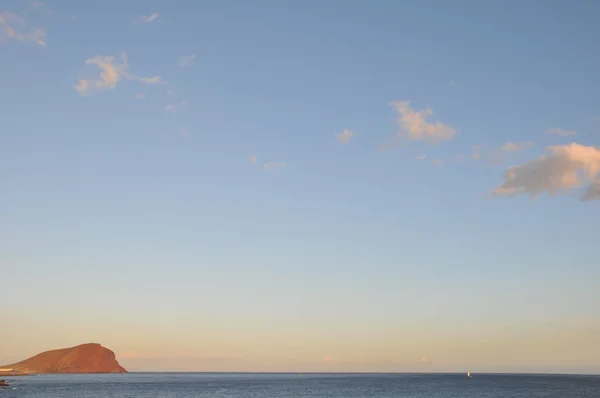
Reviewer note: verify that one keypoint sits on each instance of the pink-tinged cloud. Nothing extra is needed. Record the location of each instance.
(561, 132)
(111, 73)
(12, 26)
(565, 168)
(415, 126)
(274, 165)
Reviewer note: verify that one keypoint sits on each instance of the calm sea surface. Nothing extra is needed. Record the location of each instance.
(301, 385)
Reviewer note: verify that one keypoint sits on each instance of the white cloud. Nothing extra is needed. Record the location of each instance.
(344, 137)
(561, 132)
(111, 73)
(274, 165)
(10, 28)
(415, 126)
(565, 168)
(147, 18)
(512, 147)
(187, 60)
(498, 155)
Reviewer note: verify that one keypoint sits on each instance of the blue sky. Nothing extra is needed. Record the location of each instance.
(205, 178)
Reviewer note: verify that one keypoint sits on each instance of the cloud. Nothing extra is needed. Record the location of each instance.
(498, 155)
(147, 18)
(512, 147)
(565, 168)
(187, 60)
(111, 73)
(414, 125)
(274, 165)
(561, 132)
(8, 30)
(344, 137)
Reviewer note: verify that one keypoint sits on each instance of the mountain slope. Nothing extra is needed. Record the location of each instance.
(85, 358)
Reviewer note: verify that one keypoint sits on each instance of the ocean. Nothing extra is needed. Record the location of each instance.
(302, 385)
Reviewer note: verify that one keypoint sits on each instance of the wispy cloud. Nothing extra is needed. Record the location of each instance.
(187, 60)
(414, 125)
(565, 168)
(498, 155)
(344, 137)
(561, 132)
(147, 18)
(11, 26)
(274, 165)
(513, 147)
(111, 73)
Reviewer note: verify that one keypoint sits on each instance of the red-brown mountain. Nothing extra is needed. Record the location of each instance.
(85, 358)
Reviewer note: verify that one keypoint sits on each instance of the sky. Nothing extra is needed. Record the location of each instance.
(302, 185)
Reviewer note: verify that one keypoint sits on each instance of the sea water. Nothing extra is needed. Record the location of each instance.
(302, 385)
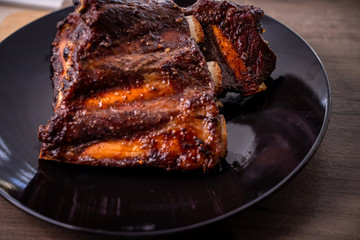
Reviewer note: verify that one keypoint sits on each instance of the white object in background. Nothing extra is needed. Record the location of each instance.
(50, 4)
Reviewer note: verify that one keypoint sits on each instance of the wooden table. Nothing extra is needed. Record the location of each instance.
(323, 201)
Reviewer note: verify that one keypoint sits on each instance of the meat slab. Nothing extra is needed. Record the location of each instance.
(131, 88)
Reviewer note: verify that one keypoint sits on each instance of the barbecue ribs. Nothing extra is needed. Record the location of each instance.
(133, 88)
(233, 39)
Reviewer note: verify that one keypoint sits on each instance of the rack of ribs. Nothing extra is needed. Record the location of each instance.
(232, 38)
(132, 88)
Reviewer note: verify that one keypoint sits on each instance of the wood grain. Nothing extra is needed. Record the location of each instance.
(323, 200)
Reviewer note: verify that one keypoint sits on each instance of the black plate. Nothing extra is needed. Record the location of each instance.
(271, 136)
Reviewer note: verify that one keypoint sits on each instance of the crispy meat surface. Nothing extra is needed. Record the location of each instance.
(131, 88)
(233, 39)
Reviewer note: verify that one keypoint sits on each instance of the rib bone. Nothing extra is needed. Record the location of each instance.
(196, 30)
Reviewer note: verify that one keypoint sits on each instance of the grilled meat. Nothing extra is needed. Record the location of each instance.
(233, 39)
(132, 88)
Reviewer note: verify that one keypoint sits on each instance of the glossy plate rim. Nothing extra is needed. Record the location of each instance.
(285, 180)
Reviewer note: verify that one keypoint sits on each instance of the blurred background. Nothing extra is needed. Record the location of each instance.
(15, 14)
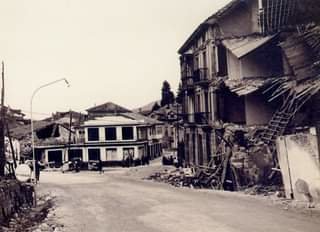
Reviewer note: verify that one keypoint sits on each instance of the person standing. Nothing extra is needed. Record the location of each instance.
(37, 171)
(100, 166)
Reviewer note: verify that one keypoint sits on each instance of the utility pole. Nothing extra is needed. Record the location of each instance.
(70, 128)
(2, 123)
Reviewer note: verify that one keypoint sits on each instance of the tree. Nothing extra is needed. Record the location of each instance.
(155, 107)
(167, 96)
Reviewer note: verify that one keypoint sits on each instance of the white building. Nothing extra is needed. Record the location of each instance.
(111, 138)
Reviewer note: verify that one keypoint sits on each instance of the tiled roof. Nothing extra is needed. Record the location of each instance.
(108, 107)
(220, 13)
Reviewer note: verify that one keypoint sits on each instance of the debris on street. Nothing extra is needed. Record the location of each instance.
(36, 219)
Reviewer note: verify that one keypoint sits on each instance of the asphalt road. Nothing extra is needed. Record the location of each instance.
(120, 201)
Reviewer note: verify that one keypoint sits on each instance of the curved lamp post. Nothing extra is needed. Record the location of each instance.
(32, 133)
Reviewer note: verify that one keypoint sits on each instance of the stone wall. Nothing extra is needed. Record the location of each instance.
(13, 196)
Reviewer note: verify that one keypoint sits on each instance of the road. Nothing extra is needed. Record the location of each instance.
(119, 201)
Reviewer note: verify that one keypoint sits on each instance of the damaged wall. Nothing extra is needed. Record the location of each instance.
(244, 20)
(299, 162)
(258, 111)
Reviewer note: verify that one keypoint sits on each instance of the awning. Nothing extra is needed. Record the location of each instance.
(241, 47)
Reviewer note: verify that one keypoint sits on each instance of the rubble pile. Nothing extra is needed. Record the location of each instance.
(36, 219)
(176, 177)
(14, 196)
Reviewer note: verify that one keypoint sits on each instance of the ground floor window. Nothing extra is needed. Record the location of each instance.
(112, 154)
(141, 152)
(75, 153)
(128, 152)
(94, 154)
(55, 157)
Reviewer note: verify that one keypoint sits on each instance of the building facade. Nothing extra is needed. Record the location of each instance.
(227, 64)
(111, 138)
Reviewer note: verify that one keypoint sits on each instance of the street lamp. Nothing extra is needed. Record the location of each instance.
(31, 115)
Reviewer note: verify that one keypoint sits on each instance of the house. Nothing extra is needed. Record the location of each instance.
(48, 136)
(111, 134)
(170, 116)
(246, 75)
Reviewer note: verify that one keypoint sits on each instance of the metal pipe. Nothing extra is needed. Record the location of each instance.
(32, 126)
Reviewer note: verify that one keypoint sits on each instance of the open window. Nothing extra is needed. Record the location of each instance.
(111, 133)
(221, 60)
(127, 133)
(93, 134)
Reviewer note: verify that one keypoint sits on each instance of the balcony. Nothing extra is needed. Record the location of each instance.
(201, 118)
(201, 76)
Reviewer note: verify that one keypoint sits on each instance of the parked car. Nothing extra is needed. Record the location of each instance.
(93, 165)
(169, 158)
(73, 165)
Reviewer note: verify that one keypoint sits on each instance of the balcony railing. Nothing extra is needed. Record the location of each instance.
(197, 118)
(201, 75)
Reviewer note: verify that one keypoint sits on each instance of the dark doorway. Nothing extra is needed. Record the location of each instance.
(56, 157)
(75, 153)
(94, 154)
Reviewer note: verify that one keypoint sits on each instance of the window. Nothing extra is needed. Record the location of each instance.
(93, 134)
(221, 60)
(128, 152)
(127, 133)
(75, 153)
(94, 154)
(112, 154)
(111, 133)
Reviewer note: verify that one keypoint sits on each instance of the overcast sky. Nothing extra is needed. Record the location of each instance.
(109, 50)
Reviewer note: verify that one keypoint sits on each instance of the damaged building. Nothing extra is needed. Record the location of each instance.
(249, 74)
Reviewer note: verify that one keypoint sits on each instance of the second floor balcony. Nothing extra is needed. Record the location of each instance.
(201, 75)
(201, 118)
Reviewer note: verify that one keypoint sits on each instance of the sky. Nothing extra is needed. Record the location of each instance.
___
## What is needed
Here the job is to repeat the entries verbatim while leaving all pictures out.

## Answer section
Reviewer note: verify that one keypoint sits on each instance of the pink-tinged cloud. Nothing extra is needed. Record the location of each instance.
(561, 132)
(111, 73)
(12, 26)
(565, 168)
(415, 126)
(274, 165)
Reviewer note: verify that one keypoint sits on each instance of the calm sea surface. Nothing extra is needed. Record the location of each instance.
(301, 385)
Reviewer note: verify that one keypoint sits on each instance of the white cloud. Nothing extra is needed. Record the location of each instance.
(344, 137)
(561, 132)
(111, 73)
(274, 165)
(10, 28)
(415, 126)
(565, 168)
(147, 18)
(512, 147)
(187, 60)
(498, 155)
Reviewer note: verify that one keypoint sits on each instance of the blue sky. Nothing extra is needed. Record the location of each instance.
(205, 178)
Reviewer note: verify that one keypoint sits on each instance of the cloud. Nothing extra is needed. Record the location of each instance.
(498, 155)
(147, 18)
(512, 147)
(565, 168)
(187, 60)
(111, 73)
(414, 125)
(274, 165)
(561, 132)
(8, 30)
(344, 137)
Reviewer note: verify that one keypoint sits on each instance of the mountain slope. Nothing extra is needed. Record the location of each instance.
(85, 358)
Reviewer note: verify that one keypoint sits on each instance of the ocean. Nothing extra is needed. Record the location of each instance.
(302, 385)
Reviewer note: verify that one keypoint sits on each instance of the wispy cloud. Nothing extra is needed. Record the location of each instance.
(187, 60)
(414, 125)
(565, 168)
(498, 155)
(344, 137)
(561, 132)
(147, 18)
(11, 26)
(274, 165)
(513, 147)
(111, 73)
Reviewer note: verify that one keypoint sits on each instance of the red-brown mountain. Nothing extra is needed. Record the location of each instance.
(85, 358)
Reviewer note: verify that one keypoint sits on each instance of the sky. Nothing extra is needed. Record the location of each instance.
(302, 185)
Reviewer note: verify that one keypoint sits on each instance of the sea water. Nothing extra is needed. Record the location of each instance.
(302, 385)
Reviewer note: verify that one keypoint sits on each instance of the white object in background. Nothing extra is needed. Record the location of each instance.
(50, 4)
Reviewer note: verify that one keypoint sits on each instance of the wooden table. Nothing extra is needed. Record the location of each instance.
(323, 201)
Reviewer note: verify that one keypoint sits on each instance of the meat slab. Nothing extra is needed. Record the location of each instance.
(131, 88)
Reviewer note: verify that one keypoint sits on each instance of the barbecue ribs. Nothing extra is needed. Record the location of each instance.
(133, 88)
(233, 39)
Reviewer note: verify that one keypoint sits on each instance of the rack of ribs. Nothing extra is needed. Record the location of each instance.
(232, 38)
(132, 88)
Reviewer note: verify that one keypoint sits on each instance of the wood grain. Nothing extra is needed. Record the location of each instance.
(323, 200)
Reviewer note: verify that one keypoint sits on each instance of the black plate. Nothing extra is needed. Record the location of each instance.
(271, 136)
Reviewer note: verify that one keypoint sits on each instance of the crispy meat surface. Nothing extra is needed. Record the location of each instance.
(131, 88)
(233, 39)
Reviewer note: verify that one keypoint sits on each instance of the rib bone. Nothing extra is needed. Record the location of each instance.
(196, 30)
Reviewer note: verify that one keypoint sits on each instance of the grilled meat. Nothing extra is needed. Record the location of each instance.
(233, 39)
(132, 88)
Reviewer note: verify that one keypoint sits on each instance of the glossy plate rim. Nothing extra is needed. Record the location of each instance.
(285, 180)
Reviewer note: verify that one keypoint sits on each instance of the blurred background. Nothing extra is needed. Record the location of each instance.
(15, 14)
Reviewer note: verify that one keypoint sits on each instance of the person standing. Nothing extra is needed. Record the location of each instance.
(37, 171)
(100, 166)
Reviewer note: verify that one keypoint sits on each instance of the utility pole. Nothing extra is needed. Record the location of each instance.
(70, 128)
(2, 123)
Reviewer note: verify that one keypoint sits on each instance of the tree. Nothing extra is needed. Record the location of each instance.
(155, 107)
(167, 96)
Reviewer note: verify that one keypoint sits on each instance of the white building. Nothing extra is needed. Record the location of each instance.
(111, 138)
Reviewer note: verify that one keypoint sits on each instance of the tiled roof. Nothing extra is needed. Record the location of each instance.
(108, 107)
(220, 13)
Reviewer note: verify that one keypoint sits on each instance of the debris on street. Nothing extra is needed. Record the location of each instance.
(36, 219)
Reviewer note: verify that one keypoint sits on each instance of the asphalt road. Nothing extra is needed. Record the location of each instance.
(120, 201)
Reviewer note: verify that one keypoint sits on each instance of the curved lamp post. Nothing extra is needed. Record the location of each instance.
(32, 133)
Reviewer note: verify that one keypoint sits on each instance of the stone wall. Nothing extra is needed. Record the location of each instance.
(13, 196)
Reviewer note: verify that one keypoint sits on each instance of the road. Nothing extra is needed. Record the location of each instance.
(119, 201)
Reviewer note: verify that one keypoint sits on each instance of the damaged wall. Nothing extra is needed. Record the location of each instance.
(244, 20)
(299, 162)
(258, 111)
Reviewer note: verify that one keypoint sits on each instance of the awning. Nothing extra is needed. Record the location of each instance.
(241, 47)
Reviewer note: verify that one keypoint sits on each instance of the rubble pile. Nothing extra is needed. Record the location of each instance.
(36, 219)
(176, 177)
(14, 196)
Reviewer note: verify that one keypoint sits on each instance of the ground floor window. Nothing extra is needed. Record the location of each instance.
(112, 154)
(141, 152)
(75, 153)
(128, 152)
(94, 154)
(55, 157)
Reviewer note: verify that one keypoint sits on each instance of the building facade. Nothing extra is needed. Record the location of each instance.
(227, 64)
(111, 138)
Reviewer note: verify that one keypoint sits on each instance of the street lamp. Nothing extra is needed. Record the location of each instance.
(31, 115)
Reviewer note: verify that one keypoint sits on each instance of the house. Nothing extra is needed. Record the location of each instance.
(48, 136)
(111, 134)
(170, 116)
(246, 75)
Reviewer note: verify that one keypoint sits on each instance of the metal pipe. Nothing extra is needed. Record the location of each instance.
(32, 126)
Reviewer note: verify that one keypoint sits on each instance of the open window. Nothing extra is needed. Record the location of each instance.
(111, 133)
(221, 60)
(127, 133)
(93, 134)
Reviewer note: verify that one keypoint sits on each instance of the balcony. Nothing extra is needed. Record the location of each instance.
(201, 118)
(201, 76)
Reviewer note: verify that one keypoint sits on each instance of the parked car. Nothing extra is needed. Record the location of each instance.
(93, 165)
(169, 158)
(73, 165)
Reviewer note: verify that one keypoint sits on each instance of the balcony railing. Nothing extra is needed. Record the location of each instance.
(197, 118)
(201, 75)
Reviewer note: verify that one keypoint sits on each instance of the dark doorway. Nothing extra is needed. Record the location of each instance.
(56, 157)
(75, 153)
(94, 154)
Reviewer note: verify that one keypoint sits on each instance of the window. Nothing extra is needed. Record the location of each instance.
(93, 134)
(221, 60)
(128, 152)
(127, 133)
(75, 153)
(94, 154)
(112, 154)
(111, 133)
Reviewer note: verify that one keypoint sits on each instance of the overcast sky. Nothing extra is needed. Record the location of each instance.
(109, 50)
Reviewer note: verify that one keypoint sits on each instance of the damaged building. Nothing extra is needed. Record the location of each instance.
(249, 74)
Reviewer note: verify that one keypoint sits on each instance of the second floor balcony. Nothing extra is needed. Record the location of each instance.
(201, 75)
(201, 118)
Reviewer note: verify that one keypoint sits on each instance of the sky. Nothing extra is needed. Record the location of each instance.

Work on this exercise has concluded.